** Work to be completed **
Transcribe exactly the line containing "Please point out the metal watch" plus every later line in the data.

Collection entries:
* * * *

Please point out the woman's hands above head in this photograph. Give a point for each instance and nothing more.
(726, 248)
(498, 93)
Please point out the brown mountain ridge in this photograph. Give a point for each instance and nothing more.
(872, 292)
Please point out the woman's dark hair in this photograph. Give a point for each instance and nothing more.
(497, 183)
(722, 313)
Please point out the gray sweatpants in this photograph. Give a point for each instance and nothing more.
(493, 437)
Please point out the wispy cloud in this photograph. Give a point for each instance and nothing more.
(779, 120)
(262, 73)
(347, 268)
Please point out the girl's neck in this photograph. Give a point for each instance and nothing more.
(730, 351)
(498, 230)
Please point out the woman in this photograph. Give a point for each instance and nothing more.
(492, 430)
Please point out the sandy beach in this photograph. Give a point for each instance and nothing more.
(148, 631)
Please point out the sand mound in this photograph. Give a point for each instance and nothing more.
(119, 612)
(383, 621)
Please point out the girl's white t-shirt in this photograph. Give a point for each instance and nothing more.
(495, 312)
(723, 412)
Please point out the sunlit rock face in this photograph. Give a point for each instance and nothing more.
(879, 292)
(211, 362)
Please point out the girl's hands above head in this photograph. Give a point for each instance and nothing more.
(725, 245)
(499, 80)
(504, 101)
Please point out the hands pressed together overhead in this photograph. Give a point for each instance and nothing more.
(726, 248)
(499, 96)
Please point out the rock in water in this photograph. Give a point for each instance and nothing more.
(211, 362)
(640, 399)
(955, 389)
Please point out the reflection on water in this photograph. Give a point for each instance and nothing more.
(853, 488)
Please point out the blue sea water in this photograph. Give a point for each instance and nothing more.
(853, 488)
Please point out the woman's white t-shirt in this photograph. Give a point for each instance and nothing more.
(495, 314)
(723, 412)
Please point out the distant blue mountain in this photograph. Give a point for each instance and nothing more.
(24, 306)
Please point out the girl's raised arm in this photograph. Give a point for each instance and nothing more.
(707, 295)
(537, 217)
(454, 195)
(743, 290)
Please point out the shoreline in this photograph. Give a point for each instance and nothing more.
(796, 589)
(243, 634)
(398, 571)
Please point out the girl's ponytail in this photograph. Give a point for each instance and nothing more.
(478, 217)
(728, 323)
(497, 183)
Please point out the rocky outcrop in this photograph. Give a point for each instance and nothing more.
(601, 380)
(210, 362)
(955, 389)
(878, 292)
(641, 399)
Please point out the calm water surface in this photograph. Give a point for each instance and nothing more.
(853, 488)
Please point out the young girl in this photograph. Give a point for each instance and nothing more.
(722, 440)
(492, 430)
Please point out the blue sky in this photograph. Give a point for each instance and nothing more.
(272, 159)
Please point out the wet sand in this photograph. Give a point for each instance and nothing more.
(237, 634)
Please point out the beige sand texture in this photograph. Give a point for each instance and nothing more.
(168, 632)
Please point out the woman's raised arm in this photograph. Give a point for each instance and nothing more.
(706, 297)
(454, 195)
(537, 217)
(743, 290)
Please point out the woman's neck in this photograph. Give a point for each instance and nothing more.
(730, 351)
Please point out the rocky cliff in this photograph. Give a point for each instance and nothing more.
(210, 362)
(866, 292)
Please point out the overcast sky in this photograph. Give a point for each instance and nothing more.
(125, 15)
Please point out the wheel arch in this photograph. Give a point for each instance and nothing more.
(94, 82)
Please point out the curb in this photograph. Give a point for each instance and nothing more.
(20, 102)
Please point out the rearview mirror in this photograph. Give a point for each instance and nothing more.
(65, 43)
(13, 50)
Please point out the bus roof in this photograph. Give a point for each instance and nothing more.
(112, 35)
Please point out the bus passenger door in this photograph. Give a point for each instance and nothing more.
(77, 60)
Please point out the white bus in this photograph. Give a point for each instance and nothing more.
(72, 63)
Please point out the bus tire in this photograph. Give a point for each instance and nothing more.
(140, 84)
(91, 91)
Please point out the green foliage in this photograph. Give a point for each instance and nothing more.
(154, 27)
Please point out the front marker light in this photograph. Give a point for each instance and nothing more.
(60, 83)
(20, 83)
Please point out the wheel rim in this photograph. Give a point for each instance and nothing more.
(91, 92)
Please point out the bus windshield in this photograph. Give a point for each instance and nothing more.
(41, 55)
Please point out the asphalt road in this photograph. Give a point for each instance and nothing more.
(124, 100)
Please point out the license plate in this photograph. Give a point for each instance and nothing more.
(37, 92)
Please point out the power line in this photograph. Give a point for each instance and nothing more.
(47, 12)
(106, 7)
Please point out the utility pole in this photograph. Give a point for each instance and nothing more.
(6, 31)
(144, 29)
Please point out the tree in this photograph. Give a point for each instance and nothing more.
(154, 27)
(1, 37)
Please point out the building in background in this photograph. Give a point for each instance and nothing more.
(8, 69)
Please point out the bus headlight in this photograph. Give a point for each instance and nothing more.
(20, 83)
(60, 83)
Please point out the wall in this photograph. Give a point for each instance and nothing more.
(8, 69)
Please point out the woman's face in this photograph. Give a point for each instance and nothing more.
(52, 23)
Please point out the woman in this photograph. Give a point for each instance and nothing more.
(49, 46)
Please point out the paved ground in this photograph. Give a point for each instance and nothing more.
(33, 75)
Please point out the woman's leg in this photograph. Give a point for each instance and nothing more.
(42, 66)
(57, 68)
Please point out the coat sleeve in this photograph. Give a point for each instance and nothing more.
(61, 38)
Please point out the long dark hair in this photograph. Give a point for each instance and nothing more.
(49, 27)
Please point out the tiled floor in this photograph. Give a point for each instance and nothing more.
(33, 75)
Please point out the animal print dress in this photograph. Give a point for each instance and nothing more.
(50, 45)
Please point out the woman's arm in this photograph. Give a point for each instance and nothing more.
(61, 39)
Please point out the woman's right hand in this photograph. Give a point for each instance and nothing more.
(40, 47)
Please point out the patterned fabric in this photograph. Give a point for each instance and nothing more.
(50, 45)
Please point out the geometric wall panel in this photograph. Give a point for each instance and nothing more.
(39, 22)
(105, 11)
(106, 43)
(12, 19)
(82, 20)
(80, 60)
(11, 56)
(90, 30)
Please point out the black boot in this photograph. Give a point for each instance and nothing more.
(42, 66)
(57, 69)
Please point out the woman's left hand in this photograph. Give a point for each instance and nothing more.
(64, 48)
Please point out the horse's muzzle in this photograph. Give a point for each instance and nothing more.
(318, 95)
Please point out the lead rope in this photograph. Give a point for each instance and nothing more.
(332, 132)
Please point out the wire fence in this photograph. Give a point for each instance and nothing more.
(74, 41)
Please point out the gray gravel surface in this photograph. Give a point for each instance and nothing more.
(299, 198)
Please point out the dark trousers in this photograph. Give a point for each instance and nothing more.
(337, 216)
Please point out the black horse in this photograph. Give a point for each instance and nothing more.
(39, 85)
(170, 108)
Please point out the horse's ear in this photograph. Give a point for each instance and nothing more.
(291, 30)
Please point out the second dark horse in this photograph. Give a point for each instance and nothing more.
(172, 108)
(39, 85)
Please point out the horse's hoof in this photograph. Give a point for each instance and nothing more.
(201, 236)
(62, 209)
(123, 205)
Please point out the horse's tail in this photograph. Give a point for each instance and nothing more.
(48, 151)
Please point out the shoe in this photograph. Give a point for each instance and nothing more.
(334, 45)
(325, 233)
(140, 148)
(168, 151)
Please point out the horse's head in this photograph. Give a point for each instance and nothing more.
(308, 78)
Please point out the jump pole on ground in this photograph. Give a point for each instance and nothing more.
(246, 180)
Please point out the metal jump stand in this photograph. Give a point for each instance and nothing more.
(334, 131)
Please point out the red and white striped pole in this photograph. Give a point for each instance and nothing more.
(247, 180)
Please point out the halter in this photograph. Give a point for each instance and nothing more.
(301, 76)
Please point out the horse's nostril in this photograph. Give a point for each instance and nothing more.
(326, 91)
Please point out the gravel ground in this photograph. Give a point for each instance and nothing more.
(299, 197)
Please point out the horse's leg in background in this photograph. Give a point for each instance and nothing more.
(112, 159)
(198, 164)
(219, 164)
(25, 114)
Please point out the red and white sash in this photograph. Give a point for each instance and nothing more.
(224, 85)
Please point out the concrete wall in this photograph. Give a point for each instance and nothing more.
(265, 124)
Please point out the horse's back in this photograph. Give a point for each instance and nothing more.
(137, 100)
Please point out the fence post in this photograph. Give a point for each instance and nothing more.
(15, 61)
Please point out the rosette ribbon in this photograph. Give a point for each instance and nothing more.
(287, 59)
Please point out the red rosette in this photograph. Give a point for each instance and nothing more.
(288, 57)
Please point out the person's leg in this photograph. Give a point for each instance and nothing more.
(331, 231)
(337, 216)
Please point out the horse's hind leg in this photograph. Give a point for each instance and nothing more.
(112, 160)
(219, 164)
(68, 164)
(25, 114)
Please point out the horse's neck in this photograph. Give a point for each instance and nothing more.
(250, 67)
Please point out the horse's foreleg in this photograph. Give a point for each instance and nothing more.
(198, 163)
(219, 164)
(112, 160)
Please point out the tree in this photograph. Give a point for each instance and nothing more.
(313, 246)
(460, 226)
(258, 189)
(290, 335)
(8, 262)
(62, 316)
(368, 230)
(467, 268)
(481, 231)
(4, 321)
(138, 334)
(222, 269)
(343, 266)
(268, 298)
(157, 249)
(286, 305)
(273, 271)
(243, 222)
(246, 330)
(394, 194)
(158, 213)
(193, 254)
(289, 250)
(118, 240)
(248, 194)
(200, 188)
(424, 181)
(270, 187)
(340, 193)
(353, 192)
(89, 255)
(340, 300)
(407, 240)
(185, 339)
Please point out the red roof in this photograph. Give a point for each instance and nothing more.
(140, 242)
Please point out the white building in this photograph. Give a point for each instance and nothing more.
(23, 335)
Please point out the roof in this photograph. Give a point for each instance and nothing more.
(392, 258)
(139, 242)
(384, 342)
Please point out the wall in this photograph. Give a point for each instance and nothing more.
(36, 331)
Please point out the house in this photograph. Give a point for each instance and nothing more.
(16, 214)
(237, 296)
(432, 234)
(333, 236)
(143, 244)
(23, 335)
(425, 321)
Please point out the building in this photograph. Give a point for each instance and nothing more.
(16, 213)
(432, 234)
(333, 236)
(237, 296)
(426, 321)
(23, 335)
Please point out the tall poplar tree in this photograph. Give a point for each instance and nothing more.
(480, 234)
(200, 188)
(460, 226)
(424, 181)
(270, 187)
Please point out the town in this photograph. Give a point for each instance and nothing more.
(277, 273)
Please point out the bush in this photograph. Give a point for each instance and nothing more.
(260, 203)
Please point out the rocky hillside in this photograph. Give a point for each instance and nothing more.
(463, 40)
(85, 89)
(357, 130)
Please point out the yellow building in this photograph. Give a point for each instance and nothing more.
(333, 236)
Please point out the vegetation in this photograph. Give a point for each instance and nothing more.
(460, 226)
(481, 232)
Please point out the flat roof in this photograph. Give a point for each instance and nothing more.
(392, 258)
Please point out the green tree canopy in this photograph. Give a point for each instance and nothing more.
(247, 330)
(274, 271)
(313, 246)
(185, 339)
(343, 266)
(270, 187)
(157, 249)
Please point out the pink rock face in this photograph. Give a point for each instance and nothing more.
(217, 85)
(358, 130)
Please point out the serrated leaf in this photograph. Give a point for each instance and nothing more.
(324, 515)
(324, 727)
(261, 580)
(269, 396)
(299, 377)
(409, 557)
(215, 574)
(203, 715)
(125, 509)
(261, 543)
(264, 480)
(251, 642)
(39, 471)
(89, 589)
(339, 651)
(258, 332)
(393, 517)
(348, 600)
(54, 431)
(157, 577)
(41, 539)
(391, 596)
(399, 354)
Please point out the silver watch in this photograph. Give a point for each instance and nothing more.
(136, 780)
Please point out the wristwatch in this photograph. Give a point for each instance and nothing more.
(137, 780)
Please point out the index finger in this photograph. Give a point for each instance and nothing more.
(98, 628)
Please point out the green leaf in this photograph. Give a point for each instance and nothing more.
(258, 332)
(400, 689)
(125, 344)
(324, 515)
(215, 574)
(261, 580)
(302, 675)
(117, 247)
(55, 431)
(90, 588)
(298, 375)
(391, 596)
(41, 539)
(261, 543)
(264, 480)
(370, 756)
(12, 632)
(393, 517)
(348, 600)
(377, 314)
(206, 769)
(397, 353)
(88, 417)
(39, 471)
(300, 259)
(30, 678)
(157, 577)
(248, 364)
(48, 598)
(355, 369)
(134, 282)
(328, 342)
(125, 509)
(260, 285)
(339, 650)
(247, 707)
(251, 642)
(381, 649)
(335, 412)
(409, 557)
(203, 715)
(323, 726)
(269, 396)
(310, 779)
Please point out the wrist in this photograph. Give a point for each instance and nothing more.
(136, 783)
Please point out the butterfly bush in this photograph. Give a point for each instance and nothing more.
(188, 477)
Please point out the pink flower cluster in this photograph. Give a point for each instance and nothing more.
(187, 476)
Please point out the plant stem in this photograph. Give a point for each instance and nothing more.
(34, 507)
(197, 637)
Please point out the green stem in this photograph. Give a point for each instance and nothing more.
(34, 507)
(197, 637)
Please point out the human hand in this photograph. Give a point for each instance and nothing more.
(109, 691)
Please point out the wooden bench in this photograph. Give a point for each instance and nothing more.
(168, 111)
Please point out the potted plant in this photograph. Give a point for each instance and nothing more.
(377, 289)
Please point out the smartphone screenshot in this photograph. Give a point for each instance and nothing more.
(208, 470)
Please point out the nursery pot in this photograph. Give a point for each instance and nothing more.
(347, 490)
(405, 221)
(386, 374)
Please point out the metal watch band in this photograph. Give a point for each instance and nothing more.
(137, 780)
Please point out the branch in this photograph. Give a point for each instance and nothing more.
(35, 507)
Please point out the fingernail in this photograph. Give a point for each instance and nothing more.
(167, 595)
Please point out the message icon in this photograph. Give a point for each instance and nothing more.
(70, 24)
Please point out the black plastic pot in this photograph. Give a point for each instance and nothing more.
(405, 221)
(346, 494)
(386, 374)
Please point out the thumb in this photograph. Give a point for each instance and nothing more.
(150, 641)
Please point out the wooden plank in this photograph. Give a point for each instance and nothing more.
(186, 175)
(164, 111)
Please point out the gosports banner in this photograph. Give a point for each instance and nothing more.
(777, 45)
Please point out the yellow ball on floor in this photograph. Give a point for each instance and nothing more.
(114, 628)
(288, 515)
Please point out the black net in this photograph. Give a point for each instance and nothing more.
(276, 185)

* * * *

** Task result **
Please point out the metal watch band in this photograph. Give a point for each instance and nothing more.
(137, 780)
Please point out the branch in this photograph. Give a point for each instance and nothing more.
(35, 507)
Please point out the fingernail in this photograph. Give a point for each instance and nothing more.
(167, 595)
Please point out the message icon in this photograph. Give a point for each instance and nothing more.
(70, 24)
Please point out the black plastic pot in this photograph. Give a point for each instance and nothing more.
(405, 221)
(346, 494)
(386, 374)
Please point out the thumb in this photograph. Give a point for each instance and nothing more.
(150, 641)
Please point out the wooden plank in this photograph. Give a point for each instance and nothing more.
(186, 175)
(164, 111)
Please point out the gosports banner in this photograph. Give a point for each instance and nothing more.
(777, 45)
Please point out the yellow ball on floor in this photograph. Give a point for each instance and nothing more.
(114, 628)
(288, 515)
Please point out the black net in this photograph. Give a point for each instance and nothing more.
(276, 185)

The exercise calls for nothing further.